* Given exercise:
Copy the lines from the one containing "If you could tag every instance of the qr" through the one containing "point(380, 354)", both included, without changing anything.

* Supplied material:

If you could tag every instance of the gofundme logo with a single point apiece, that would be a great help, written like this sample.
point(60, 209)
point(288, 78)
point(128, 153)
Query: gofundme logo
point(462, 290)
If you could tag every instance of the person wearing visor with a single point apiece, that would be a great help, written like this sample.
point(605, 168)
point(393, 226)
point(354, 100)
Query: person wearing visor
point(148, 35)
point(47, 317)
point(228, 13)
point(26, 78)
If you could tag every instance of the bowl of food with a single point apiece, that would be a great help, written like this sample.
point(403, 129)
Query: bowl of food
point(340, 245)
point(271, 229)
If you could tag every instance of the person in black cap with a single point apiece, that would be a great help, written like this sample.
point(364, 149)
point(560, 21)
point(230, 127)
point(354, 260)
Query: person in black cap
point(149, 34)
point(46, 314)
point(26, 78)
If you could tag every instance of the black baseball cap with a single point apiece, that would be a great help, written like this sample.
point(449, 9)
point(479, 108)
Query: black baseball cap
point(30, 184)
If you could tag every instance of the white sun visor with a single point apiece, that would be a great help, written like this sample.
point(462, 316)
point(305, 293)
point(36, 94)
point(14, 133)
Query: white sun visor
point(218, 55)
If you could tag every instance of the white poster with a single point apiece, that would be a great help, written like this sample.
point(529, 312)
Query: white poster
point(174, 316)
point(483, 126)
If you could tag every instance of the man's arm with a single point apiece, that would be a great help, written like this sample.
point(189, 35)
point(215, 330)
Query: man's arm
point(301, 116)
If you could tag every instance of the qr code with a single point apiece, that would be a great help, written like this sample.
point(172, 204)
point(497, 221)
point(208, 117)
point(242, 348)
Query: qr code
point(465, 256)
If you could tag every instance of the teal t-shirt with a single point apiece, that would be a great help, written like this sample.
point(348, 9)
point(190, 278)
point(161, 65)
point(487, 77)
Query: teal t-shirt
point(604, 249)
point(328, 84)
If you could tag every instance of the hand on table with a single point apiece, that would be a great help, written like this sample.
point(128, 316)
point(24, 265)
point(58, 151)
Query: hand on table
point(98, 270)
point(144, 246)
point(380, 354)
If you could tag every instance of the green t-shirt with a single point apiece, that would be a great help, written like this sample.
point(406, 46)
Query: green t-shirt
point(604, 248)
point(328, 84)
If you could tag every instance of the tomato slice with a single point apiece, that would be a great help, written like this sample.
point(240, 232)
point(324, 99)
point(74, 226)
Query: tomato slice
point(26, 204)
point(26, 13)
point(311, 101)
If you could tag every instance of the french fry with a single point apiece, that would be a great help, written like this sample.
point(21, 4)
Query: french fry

* Response to this exercise:
If you could tag every instance of the qr code with a single point apiece, that would be a great help, written like this sample.
point(172, 204)
point(497, 221)
point(208, 117)
point(242, 348)
Query: qr code
point(465, 256)
If you could tag every instance of the teal t-shirt with a single point apiece, that would be a great help, written like this sample.
point(348, 9)
point(190, 278)
point(161, 65)
point(487, 77)
Query: teal t-shirt
point(604, 249)
point(328, 84)
If you could tag every instance of the hand on table with a single point apiece, that would be a great help, written like this sample.
point(128, 316)
point(24, 265)
point(58, 151)
Query: hand on table
point(98, 270)
point(144, 246)
point(380, 354)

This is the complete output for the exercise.